**WHAT THE TASK ASKS:**
Your answer should consist of each line below that contains the string "instance".

**DATA TO PROCESS:**
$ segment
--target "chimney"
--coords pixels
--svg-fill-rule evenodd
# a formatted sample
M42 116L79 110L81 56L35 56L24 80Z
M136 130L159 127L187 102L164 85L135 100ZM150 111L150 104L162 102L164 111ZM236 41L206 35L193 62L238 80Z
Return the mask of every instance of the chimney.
* * *
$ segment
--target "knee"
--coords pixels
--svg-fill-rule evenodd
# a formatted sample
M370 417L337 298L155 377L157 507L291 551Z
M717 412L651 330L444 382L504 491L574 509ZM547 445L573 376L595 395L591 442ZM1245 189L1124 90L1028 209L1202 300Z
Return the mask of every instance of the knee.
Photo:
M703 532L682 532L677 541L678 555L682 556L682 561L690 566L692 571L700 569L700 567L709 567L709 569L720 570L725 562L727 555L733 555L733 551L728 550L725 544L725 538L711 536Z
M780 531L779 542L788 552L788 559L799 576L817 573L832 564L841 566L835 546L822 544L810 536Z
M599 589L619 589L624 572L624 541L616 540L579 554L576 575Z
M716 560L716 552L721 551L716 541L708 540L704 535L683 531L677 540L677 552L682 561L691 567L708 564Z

**RESPONSE BOX:**
Return the mask of every instance of the chimney.
Return the mask of every instance of the knee.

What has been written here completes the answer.